Go through the listing below and say how many lines include "clicks". Give the number by itself.

╔══

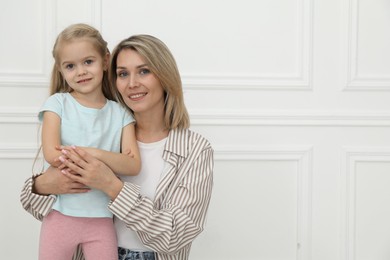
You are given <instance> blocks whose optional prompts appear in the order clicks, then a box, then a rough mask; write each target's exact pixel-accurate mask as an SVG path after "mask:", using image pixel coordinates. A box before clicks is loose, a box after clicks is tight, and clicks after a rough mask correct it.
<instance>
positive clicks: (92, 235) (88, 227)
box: [39, 210, 118, 260]
mask: <svg viewBox="0 0 390 260" xmlns="http://www.w3.org/2000/svg"><path fill="white" fill-rule="evenodd" d="M78 244H81V245H82V249H83V252H84V256H85V259H86V260H89V259H92V260H99V259H102V260H118V243H117V238H116V233H115V228H114V224H113V220H112V219H111V218H80V217H71V216H65V215H63V214H61V213H60V212H58V211H55V210H53V211H52V212H50V213H49V215H48V216H47V217H45V218H44V219H43V222H42V226H41V236H40V244H39V260H53V259H56V260H71V259H72V256H73V254H74V252H75V249H76V247H77V245H78Z"/></svg>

╚══

▶ _RESPONSE TO THE EXERCISE_:
2